Task directions
Turn the records below, from their start through the line containing "M28 65L30 48L44", into a JSON list of strings, one string per line, with blank lines skipped. Leave the pictures out of the answer.

Collected data entries:
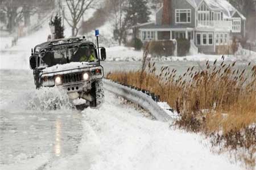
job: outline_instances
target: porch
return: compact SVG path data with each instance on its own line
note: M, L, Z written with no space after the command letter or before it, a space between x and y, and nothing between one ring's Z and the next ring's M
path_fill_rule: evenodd
M232 20L197 20L197 27L213 27L232 30Z
M195 32L192 28L140 29L139 36L142 42L171 40L180 38L194 40Z

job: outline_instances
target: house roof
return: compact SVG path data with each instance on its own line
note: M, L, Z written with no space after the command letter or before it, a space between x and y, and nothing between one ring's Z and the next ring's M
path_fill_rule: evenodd
M225 18L232 18L236 12L240 15L243 20L246 18L241 14L226 0L187 0L193 6L199 7L203 2L205 2L208 7L213 11L221 11Z

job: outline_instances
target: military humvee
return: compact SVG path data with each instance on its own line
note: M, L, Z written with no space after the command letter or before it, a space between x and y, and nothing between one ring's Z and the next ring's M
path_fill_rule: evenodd
M88 53L94 60L85 61ZM104 68L100 61L105 59L105 49L84 36L36 45L32 50L30 63L37 88L57 86L65 90L70 99L83 99L88 106L96 107L104 99Z

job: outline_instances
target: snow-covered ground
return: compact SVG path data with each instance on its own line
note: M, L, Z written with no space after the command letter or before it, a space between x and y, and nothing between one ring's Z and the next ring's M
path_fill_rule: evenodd
M98 109L40 110L47 95L60 103L65 95L34 90L28 71L0 73L1 169L240 169L200 135L143 117L111 94Z
M28 65L30 48L44 41L49 32L46 27L0 52L0 169L240 169L227 155L212 154L200 135L144 117L109 92L101 108L80 112L61 91L35 90ZM141 56L123 47L107 52L109 57ZM181 72L196 63L157 64L172 65ZM109 61L104 65L113 71L135 69L140 63ZM60 108L45 107L52 103Z

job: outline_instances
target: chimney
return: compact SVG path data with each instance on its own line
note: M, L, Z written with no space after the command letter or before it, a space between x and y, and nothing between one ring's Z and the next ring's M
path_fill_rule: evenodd
M162 24L171 24L171 6L172 0L163 0L163 16L162 18Z

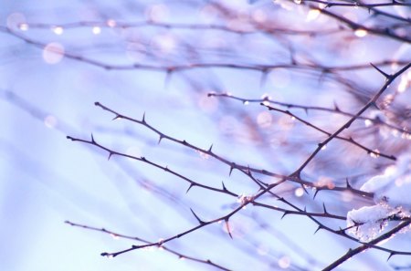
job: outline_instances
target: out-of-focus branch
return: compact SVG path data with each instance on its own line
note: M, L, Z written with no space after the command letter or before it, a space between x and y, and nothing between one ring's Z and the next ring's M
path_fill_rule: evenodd
M133 241L142 242L143 244L152 244L151 242L149 242L149 241L147 241L145 239L142 239L142 238L140 238L140 237L136 237L136 236L130 236L130 235L118 234L118 233L115 233L115 232L112 232L112 231L109 231L109 230L107 230L105 228L97 228L97 227L88 226L88 225L84 225L84 224L72 223L72 222L69 222L69 221L66 221L66 223L68 224L71 225L71 226L80 227L80 228L83 228L83 229L86 229L86 230L101 232L101 233L104 233L104 234L111 235L113 238L123 238L123 239L130 239L130 240L133 240ZM185 254L179 253L176 250L168 248L167 246L163 245L159 245L159 248L163 250L163 251L166 251L168 253L171 253L173 255L175 255L180 259L187 259L187 260L190 260L190 261L193 261L193 262L197 262L197 263L208 265L208 266L211 266L213 267L218 268L220 270L227 270L227 271L230 270L230 269L228 269L227 267L224 267L223 266L215 264L214 262L212 262L209 259L203 260L203 259L200 259L200 258L193 257L193 256L187 255Z
M352 258L353 256L354 256L355 255L370 248L370 245L375 245L378 244L385 239L390 238L391 236L395 235L396 233L398 233L401 229L408 226L411 224L411 219L408 219L407 221L402 222L400 224L398 224L397 226L395 226L394 229L386 232L385 234L378 236L377 238L364 244L361 246L358 246L355 249L350 249L344 255L342 255L341 258L339 258L338 260L336 260L335 262L333 262L332 264L331 264L330 266L326 266L324 269L322 269L322 271L329 271L329 270L332 270L335 267L337 267L338 266L340 266L341 264L342 264L343 262L349 260L350 258ZM393 255L396 255L397 253L395 252L391 252L390 255L388 256L388 259L390 259ZM411 253L409 253L411 255Z

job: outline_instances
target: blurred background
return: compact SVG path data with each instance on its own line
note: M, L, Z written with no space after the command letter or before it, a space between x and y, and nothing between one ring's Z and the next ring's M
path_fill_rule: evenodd
M248 205L162 248L65 221L158 242L223 217L258 192L247 174L111 109L229 162L288 175L410 61L409 6L300 1L5 1L0 10L0 267L2 270L321 270L359 245L305 215ZM346 1L343 3L350 3ZM321 10L324 10L322 12ZM323 187L358 189L409 152L411 72L304 169ZM209 95L210 93L214 95ZM220 95L223 95L221 97ZM232 99L241 98L239 99ZM294 115L268 110L269 105ZM300 107L296 107L300 105ZM321 109L319 109L321 108ZM347 114L342 113L346 112ZM295 116L295 117L293 117ZM297 117L297 118L296 118ZM112 151L143 156L198 186ZM379 154L381 153L381 155ZM386 155L385 155L386 154ZM279 179L255 173L265 183ZM304 192L307 189L307 193ZM273 192L310 212L345 216L374 204L350 192ZM243 196L241 196L243 195ZM290 209L274 196L262 203ZM343 219L320 218L336 230ZM386 244L409 250L410 234ZM338 270L394 270L409 256L370 250Z

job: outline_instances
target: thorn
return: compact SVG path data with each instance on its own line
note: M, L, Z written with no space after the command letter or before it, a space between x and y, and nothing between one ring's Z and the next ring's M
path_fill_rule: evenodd
M283 197L280 197L280 198L278 198L277 199L278 201L280 201L281 203L286 203L286 200L284 200L284 198Z
M269 74L269 70L267 68L264 68L261 71L261 77L259 78L259 88L260 89L265 85L265 83L267 81L268 74Z
M280 219L283 219L284 218L284 216L286 216L287 214L289 214L290 213L288 212L288 211L285 211L284 212L284 214L282 214L282 216L281 216L281 218Z
M234 170L234 166L236 165L236 163L231 163L231 166L230 166L230 172L228 173L228 176L231 176L231 173L233 172L233 170Z
M221 183L223 183L223 190L224 190L224 191L228 191L228 190L227 189L226 185L224 185L224 182L223 182L223 181L221 182Z
M319 225L318 228L315 230L314 235L317 234L317 232L320 231L321 229L322 229L322 226Z
M247 166L247 174L248 174L248 176L252 177L252 175L251 175L251 171L250 171L250 169L249 169L249 165Z
M322 208L324 209L324 214L328 214L327 209L325 208L324 203L322 203Z
M230 235L231 239L233 239L233 235L231 235L230 224L228 224L228 218L226 217L226 218L224 219L224 221L225 221L225 223L226 223L226 228L227 228L227 233L228 233L228 235Z
M320 191L321 191L320 188L317 188L317 189L315 190L314 196L312 197L313 200L315 200L315 197L317 196L317 193L318 193Z
M370 62L370 65L373 66L373 68L375 68L379 73L381 73L385 78L387 78L387 79L391 78L390 75L385 73L382 69L380 69L378 67L376 67L373 63Z
M194 184L194 182L191 182L190 183L190 186L188 186L188 189L187 189L187 191L185 192L185 193L187 193L189 191L190 191L190 189L193 187L193 186L195 186L195 184Z
M206 224L206 222L202 221L202 220L197 216L197 214L195 214L195 213L194 213L193 209L190 208L190 210L191 210L191 213L193 213L193 215L197 219L197 221L198 221L198 223L199 223L200 224Z
M351 189L353 188L350 184L350 182L348 182L348 178L345 179L345 183L347 184L347 189Z
M304 184L300 183L300 185L301 185L301 188L304 190L305 193L308 194L308 190L305 188Z
M335 109L335 110L337 111L337 112L340 112L341 110L340 110L340 108L338 107L338 105L337 105L337 103L335 102L335 100L334 100L334 109Z
M378 107L378 105L375 102L372 102L371 105L374 106L378 110L381 110L381 109Z

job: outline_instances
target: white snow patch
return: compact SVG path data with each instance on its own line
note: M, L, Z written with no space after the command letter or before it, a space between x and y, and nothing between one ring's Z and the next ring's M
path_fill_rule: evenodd
M349 233L361 241L374 239L392 220L411 217L411 154L398 157L382 175L368 180L360 190L374 193L375 205L352 210L347 214ZM410 231L411 226L402 233Z

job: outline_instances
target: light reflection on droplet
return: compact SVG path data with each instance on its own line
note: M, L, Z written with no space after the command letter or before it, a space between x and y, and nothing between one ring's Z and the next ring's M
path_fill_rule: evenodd
M370 127L373 125L373 121L371 121L371 120L364 120L364 123L365 124L365 127Z
M365 36L367 36L367 34L368 34L368 32L365 29L361 29L360 28L360 29L357 29L357 30L354 31L354 35L356 36L358 36L358 37Z
M27 31L28 30L28 25L27 24L20 24L18 26L18 28L20 28L21 31Z
M299 187L294 191L294 194L296 197L301 197L304 194L304 190L302 187Z
M373 158L380 157L380 151L378 149L374 150L374 152L370 152L370 156Z
M117 26L117 22L113 19L107 20L107 26L110 27L115 27Z
M101 33L101 27L100 27L100 26L94 26L93 28L91 28L91 32L92 32L94 35L99 35L99 34Z
M316 18L318 18L320 14L321 14L321 12L319 9L311 9L307 14L307 17L306 17L305 21L306 22L314 21Z

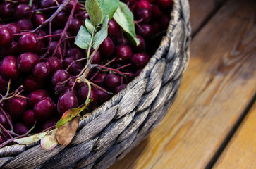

Correct output
[
  "job: outline_instances",
  "target: porch",
  "return: compact SVG path data with each instance on its own line",
  "note: M, L, Z written with no space after the command letter or before it, a space between x and y, and nothing between one ring's Z and the next ring's M",
  "path_fill_rule: evenodd",
  "M232 20L197 20L197 27L213 27L232 30Z",
  "M195 32L192 28L140 29L139 36L142 42L171 40L180 38L194 40Z",
  "job: outline_instances",
  "target: house roof",
  "return: compact SVG path data with each instance on its own line",
  "note: M, L, Z written with no space after the command letter or before it, a space between x and y, and nothing between one ring's Z and the next ring's M",
  "path_fill_rule: evenodd",
  "M225 18L232 18L236 12L240 15L243 20L246 18L241 14L226 0L187 0L193 6L199 7L203 2L205 2L208 7L213 11L221 11Z",
  "job: outline_instances",
  "target: military humvee",
  "return: compact SVG path data with each instance on its own line",
  "note: M, L, Z written with no space after the command letter or before it, a space between x and y, and nothing between one ring's Z and the next ring's M",
  "path_fill_rule: evenodd",
  "M88 53L94 60L85 61ZM104 68L100 61L105 59L105 49L84 36L36 45L32 50L30 63L37 88L57 86L65 90L70 99L83 99L88 106L96 107L104 99Z",
  "job: outline_instances",
  "target: snow-covered ground",
  "return: compact SVG path data with each instance on its own line",
  "note: M, L, Z written with no space after the command letter or before it, a space between x and y, and nothing between one ring's Z and the next ring's M",
  "path_fill_rule: evenodd",
  "M98 109L40 110L47 95L60 103L65 95L34 90L28 71L0 73L1 169L240 169L200 135L143 117L111 94Z",
  "M28 65L30 48L44 41L49 32L46 27L0 52L0 169L240 169L227 155L212 154L200 135L144 117L109 92L101 108L80 112L61 91L35 90ZM141 56L123 47L107 52L109 57ZM181 72L196 63L157 64L172 65ZM109 61L104 65L113 71L135 69L140 63ZM60 108L45 107L52 103Z"
]